**EXERCISE DETAILS**
Locate every line in the material below that contains the string "parked" and copy each of those lines. Case counts, so a match must have the same capitalization.
─── EXERCISE INPUTS ───
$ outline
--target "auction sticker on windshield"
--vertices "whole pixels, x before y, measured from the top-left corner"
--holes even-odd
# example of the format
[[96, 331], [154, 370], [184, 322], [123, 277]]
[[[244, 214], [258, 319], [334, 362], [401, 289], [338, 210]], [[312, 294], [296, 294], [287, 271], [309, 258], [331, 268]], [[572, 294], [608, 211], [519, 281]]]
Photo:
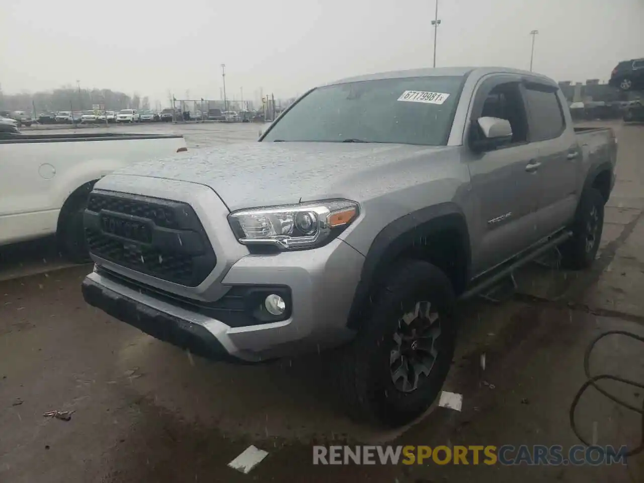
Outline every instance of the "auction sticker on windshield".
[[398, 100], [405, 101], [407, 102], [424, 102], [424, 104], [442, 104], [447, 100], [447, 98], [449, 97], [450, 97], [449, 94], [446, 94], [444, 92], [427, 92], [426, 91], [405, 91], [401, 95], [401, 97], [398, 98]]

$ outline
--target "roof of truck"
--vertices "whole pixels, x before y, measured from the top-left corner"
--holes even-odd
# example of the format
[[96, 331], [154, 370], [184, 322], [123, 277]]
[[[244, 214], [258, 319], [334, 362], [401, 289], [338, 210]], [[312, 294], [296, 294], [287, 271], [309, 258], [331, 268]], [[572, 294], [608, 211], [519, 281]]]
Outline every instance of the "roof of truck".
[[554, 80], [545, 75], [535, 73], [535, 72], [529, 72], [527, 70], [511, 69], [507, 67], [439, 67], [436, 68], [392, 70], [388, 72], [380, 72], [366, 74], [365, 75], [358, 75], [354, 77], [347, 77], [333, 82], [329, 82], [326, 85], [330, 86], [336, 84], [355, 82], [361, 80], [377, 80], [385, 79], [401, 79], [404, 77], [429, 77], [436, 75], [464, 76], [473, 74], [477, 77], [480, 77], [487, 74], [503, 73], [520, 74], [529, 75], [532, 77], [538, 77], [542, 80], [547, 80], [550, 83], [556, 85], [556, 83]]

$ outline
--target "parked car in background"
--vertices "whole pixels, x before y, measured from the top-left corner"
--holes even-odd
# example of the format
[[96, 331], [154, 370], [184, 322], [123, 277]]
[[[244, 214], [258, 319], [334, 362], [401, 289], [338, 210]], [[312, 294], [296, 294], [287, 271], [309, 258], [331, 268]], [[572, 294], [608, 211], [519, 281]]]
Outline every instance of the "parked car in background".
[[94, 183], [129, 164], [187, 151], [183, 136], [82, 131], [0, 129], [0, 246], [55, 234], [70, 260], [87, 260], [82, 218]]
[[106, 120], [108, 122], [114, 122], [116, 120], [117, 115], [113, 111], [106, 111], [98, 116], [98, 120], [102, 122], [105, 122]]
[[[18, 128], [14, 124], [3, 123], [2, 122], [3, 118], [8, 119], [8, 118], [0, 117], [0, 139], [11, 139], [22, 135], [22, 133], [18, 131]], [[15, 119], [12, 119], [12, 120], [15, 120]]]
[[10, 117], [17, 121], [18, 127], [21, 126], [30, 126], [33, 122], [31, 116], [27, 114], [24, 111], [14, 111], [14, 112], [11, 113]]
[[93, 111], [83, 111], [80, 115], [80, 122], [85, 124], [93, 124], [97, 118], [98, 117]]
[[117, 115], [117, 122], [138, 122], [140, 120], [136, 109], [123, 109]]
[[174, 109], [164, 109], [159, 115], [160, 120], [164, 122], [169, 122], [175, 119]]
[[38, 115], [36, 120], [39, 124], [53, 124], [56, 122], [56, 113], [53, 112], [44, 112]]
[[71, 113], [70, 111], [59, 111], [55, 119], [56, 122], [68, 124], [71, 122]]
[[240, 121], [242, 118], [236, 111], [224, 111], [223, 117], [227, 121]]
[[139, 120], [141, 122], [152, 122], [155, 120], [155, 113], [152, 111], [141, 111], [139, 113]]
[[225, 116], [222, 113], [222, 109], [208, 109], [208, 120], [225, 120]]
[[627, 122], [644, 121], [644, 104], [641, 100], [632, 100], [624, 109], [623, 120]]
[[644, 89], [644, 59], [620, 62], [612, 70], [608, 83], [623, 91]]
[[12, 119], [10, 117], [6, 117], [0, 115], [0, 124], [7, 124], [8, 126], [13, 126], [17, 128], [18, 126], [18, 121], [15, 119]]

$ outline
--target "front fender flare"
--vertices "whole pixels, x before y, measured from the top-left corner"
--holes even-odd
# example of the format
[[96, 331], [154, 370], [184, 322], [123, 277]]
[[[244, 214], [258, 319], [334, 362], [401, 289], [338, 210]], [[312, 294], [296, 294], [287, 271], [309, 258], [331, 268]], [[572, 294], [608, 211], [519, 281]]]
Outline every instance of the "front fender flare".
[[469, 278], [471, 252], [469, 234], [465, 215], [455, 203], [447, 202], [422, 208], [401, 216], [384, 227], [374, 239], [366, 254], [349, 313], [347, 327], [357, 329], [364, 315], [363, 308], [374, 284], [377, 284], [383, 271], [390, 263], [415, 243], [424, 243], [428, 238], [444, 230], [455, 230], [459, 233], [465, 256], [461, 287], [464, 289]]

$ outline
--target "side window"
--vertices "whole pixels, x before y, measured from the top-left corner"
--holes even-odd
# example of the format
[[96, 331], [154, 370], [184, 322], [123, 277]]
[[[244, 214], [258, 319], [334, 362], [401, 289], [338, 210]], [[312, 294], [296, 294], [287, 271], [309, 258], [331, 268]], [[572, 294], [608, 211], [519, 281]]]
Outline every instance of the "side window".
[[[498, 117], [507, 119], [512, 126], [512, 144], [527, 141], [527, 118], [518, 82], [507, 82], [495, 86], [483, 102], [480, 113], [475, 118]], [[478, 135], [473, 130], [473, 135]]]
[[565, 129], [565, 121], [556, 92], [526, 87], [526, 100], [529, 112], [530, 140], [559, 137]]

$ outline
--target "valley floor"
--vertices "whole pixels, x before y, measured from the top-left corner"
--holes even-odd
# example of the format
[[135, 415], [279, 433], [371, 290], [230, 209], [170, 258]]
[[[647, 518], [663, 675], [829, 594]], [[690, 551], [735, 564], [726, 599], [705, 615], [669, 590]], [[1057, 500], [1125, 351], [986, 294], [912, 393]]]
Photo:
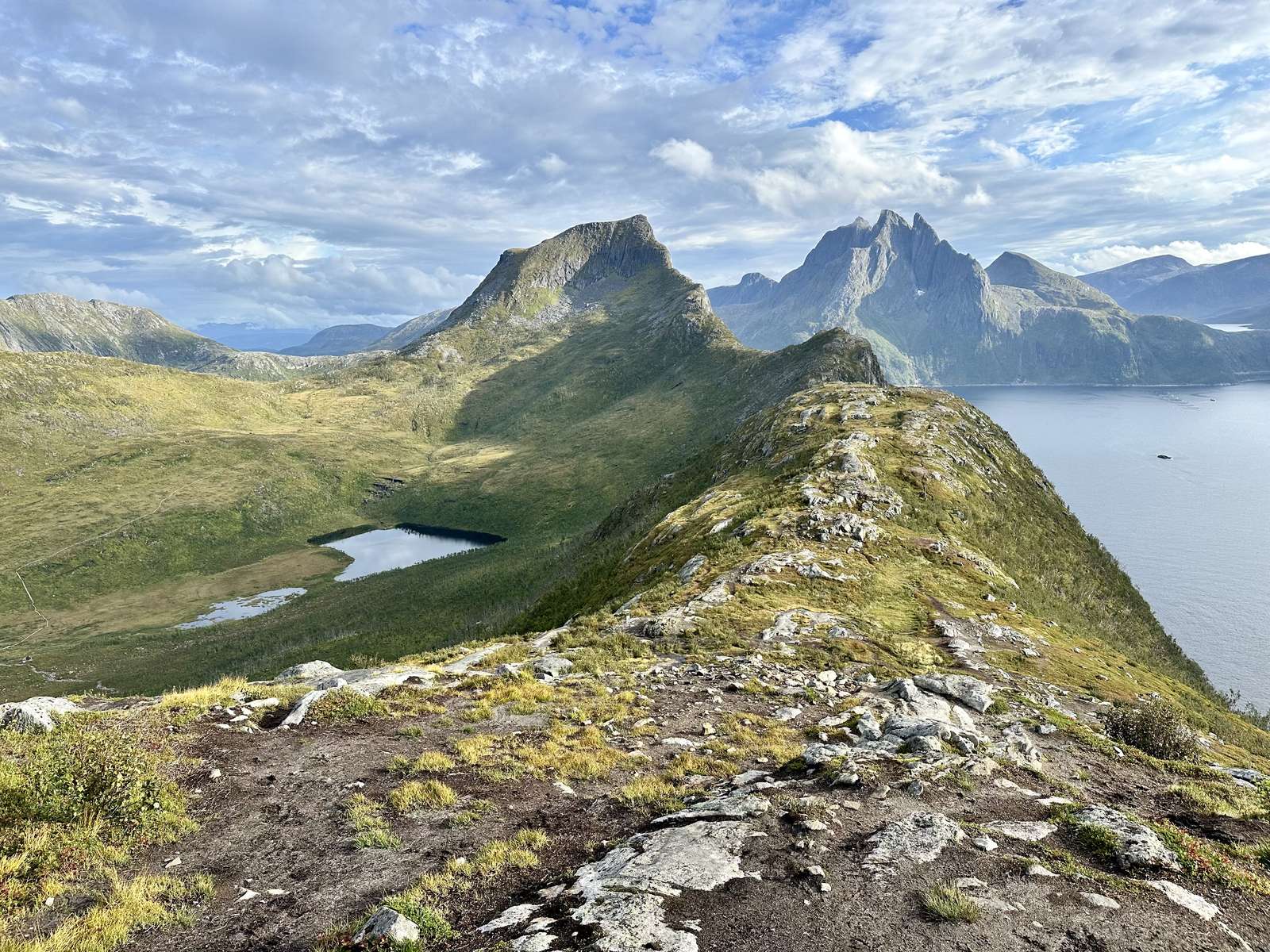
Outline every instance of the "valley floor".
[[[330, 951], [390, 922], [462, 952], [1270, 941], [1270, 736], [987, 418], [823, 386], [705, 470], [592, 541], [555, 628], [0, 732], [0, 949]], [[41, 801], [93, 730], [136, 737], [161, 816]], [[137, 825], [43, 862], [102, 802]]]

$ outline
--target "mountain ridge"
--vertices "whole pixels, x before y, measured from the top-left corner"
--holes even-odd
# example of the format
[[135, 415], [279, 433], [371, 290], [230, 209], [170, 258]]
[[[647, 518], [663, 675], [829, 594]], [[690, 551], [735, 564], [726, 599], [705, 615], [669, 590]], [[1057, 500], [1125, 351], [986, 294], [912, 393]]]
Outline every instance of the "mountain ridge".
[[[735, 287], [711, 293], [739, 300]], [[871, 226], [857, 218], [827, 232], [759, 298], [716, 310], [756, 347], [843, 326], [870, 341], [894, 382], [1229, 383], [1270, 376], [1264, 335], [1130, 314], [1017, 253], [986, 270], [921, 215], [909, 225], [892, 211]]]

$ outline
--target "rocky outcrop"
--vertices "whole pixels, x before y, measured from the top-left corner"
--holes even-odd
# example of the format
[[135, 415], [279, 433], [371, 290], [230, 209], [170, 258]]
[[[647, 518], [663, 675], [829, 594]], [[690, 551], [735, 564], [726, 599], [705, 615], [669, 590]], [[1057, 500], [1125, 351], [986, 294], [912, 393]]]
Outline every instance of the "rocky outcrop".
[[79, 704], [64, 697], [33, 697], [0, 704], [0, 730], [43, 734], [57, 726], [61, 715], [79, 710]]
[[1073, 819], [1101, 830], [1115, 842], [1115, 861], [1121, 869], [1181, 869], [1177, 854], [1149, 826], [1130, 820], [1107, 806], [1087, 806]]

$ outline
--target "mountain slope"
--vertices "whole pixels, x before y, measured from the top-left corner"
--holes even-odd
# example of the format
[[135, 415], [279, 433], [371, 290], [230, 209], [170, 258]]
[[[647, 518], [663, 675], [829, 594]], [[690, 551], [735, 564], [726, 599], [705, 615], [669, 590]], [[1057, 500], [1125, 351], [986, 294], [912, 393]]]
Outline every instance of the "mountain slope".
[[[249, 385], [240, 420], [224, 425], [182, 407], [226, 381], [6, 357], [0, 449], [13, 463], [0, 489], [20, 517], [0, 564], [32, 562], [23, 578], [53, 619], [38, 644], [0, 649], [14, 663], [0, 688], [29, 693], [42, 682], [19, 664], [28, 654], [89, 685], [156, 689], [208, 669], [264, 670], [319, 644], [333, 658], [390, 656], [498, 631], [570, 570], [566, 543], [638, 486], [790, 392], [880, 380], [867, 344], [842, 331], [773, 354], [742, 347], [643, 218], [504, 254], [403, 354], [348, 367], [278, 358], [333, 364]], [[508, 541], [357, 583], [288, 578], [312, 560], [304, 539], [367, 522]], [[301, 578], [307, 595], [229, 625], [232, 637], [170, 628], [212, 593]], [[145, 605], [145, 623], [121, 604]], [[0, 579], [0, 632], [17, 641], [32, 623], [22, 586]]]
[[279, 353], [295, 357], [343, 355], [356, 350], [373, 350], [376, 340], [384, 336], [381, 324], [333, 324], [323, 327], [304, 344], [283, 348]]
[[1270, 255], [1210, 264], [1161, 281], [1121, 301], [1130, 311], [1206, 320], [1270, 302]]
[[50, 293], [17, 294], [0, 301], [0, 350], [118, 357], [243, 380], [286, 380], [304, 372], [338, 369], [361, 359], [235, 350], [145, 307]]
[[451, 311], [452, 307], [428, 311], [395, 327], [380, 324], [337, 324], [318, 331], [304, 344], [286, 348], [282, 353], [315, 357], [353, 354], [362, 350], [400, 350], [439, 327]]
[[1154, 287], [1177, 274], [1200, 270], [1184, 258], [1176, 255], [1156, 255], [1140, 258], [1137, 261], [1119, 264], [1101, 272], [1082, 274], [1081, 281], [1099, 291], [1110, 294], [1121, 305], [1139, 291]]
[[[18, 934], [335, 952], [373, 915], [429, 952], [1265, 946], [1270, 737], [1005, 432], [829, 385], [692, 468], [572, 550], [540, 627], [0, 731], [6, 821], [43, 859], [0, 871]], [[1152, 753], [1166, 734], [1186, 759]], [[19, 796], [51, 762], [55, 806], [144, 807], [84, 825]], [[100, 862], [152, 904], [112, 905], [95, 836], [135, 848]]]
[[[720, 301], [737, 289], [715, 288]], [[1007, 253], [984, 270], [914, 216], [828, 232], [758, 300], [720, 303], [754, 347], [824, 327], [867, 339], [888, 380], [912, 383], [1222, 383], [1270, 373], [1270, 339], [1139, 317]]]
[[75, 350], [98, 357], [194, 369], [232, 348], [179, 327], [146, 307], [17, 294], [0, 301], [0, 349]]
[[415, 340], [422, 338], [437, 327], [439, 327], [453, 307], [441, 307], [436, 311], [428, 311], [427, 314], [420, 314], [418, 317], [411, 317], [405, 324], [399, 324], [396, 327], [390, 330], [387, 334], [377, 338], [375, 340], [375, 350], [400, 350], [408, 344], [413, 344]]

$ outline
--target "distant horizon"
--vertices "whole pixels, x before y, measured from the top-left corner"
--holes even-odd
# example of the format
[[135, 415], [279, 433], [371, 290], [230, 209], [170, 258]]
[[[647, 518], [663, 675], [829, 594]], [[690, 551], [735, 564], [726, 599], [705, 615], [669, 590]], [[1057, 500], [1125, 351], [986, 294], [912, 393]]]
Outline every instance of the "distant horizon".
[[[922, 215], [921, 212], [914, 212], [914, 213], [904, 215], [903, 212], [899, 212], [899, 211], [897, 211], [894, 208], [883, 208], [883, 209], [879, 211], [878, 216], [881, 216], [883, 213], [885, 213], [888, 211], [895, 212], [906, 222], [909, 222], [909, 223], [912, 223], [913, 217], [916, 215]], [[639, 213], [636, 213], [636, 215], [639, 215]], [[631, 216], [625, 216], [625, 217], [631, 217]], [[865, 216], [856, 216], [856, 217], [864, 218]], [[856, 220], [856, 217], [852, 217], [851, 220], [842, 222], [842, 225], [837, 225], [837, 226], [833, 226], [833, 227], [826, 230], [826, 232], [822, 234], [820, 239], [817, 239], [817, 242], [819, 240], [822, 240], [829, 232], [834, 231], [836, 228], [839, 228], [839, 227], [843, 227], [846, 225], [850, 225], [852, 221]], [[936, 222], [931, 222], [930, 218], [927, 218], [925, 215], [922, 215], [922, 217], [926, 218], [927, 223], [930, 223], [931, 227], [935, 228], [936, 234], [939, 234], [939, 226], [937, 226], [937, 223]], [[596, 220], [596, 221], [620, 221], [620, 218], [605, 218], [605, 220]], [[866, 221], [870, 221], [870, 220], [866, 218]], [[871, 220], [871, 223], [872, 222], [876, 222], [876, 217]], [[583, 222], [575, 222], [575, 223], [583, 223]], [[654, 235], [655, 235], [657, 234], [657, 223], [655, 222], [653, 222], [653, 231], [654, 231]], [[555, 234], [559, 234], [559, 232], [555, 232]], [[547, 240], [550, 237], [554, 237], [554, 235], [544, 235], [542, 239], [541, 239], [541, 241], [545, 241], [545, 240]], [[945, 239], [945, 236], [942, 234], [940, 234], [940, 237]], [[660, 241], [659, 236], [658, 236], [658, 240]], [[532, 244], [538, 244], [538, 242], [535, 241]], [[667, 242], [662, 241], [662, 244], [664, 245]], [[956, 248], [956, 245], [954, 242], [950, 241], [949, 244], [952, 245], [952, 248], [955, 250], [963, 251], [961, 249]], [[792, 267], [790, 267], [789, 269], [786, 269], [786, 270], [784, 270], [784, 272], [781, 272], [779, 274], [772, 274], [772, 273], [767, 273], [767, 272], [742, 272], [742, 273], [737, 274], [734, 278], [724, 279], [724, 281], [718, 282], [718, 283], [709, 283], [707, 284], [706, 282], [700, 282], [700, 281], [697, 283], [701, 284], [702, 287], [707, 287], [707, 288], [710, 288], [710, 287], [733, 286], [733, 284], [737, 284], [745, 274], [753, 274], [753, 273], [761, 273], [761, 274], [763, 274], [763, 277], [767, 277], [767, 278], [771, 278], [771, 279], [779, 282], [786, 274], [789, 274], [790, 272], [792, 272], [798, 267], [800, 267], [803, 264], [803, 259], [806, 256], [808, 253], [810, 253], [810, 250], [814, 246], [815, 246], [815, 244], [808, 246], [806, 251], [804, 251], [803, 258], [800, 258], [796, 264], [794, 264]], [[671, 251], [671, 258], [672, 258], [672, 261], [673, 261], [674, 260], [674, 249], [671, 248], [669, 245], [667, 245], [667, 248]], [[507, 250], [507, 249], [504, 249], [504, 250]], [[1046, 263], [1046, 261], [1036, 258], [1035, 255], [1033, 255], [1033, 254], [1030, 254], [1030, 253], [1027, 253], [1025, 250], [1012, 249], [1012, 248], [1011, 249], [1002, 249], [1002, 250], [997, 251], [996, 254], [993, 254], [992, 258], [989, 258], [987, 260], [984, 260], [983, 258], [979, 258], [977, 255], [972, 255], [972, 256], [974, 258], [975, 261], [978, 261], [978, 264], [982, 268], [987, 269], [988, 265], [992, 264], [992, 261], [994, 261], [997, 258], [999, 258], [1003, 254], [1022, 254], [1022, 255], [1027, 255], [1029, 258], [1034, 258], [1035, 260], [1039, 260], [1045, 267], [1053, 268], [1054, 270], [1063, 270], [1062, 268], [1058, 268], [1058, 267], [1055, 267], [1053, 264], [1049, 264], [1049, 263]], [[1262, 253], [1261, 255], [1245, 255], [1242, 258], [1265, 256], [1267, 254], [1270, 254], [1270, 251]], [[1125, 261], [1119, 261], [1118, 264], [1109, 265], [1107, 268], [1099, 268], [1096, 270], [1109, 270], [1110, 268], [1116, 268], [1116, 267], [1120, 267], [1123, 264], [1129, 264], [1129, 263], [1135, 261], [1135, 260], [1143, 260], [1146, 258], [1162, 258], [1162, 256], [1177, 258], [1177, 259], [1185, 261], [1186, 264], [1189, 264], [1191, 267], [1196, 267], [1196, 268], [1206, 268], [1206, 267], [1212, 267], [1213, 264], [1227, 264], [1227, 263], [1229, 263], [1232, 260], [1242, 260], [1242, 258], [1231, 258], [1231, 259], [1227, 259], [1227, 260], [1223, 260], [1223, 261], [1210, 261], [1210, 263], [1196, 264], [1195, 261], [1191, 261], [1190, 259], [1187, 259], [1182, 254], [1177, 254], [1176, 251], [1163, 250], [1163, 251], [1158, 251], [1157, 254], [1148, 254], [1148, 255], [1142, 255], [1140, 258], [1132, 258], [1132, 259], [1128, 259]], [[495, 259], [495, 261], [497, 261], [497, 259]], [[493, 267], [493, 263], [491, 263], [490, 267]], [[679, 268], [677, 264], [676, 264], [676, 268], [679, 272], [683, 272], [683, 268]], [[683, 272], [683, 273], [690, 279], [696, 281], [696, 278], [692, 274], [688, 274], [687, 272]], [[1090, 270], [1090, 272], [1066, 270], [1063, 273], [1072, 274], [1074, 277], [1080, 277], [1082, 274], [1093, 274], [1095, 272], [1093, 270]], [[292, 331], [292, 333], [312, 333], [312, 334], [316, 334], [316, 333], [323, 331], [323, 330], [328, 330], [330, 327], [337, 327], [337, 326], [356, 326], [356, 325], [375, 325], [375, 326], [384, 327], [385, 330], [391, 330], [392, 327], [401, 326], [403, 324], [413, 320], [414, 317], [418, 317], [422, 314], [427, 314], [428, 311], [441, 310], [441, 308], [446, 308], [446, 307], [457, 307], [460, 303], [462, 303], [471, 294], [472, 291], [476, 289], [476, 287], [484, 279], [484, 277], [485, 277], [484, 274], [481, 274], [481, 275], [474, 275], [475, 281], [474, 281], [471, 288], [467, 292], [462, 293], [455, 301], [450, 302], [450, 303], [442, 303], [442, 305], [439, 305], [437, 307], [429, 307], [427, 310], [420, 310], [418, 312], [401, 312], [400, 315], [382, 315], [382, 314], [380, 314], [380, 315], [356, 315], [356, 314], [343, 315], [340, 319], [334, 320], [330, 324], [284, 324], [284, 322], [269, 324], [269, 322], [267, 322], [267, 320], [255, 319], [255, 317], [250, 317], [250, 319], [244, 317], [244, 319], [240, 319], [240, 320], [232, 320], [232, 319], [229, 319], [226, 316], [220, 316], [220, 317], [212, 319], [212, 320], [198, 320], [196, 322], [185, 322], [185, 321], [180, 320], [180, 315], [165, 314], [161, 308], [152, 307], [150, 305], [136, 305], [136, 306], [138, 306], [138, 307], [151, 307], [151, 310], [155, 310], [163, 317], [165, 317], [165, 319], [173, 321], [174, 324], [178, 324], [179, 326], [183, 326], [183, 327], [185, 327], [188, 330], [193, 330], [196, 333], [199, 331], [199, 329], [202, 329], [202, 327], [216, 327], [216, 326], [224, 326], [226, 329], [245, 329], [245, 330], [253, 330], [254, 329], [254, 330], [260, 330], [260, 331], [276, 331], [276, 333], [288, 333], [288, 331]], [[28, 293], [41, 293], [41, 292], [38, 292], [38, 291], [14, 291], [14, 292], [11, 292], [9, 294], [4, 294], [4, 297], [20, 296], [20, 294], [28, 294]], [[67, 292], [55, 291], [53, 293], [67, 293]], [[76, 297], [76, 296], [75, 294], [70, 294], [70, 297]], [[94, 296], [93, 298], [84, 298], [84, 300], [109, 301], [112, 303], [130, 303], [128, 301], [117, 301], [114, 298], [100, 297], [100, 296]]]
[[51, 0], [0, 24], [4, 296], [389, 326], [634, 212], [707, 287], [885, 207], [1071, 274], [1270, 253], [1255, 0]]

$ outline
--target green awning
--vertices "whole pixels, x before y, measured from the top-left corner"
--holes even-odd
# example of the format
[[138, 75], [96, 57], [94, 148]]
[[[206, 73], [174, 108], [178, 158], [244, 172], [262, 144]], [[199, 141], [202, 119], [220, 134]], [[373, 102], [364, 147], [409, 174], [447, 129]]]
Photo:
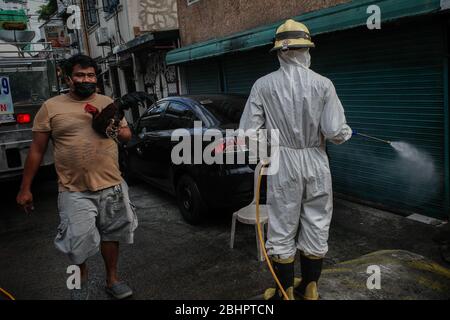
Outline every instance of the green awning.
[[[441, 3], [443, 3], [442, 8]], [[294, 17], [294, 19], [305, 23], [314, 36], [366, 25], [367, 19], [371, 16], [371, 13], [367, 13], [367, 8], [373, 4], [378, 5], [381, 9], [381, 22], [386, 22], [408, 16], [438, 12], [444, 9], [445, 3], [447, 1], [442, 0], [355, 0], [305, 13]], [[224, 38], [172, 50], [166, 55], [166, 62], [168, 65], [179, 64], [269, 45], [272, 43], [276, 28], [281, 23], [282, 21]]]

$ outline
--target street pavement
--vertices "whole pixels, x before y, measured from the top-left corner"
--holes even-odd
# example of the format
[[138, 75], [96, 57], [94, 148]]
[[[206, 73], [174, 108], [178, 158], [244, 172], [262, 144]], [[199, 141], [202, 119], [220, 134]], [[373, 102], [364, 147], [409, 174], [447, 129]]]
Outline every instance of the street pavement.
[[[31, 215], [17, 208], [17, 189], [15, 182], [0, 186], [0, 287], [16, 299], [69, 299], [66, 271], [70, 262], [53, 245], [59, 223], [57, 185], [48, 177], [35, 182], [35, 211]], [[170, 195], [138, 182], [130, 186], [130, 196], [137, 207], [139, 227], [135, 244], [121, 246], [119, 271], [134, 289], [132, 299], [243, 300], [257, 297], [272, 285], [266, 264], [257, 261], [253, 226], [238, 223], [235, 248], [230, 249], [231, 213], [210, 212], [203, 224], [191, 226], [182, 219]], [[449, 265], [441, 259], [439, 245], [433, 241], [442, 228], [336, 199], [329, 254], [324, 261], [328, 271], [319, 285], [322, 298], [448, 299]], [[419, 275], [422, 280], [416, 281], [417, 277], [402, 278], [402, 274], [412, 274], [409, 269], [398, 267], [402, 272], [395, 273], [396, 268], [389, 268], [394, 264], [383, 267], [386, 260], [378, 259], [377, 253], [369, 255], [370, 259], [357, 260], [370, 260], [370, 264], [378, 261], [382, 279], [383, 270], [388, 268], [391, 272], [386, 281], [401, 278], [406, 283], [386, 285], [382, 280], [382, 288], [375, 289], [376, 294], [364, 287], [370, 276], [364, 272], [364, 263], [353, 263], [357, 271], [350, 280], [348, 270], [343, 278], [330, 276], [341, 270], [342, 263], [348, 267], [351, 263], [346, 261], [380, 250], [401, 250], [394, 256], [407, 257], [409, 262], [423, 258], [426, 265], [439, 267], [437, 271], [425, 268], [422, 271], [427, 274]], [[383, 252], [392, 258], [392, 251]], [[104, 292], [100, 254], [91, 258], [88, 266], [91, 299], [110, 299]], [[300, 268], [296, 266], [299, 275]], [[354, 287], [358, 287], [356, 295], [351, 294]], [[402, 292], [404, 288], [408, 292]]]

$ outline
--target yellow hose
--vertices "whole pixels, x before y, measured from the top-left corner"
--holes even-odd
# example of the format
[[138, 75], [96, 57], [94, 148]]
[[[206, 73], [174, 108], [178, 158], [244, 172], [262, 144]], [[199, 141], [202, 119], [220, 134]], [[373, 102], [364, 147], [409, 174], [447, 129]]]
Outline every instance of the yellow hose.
───
**RESULT FOR THIS EXERCISE**
--target "parked car in background"
Outline every instance of the "parked car in background".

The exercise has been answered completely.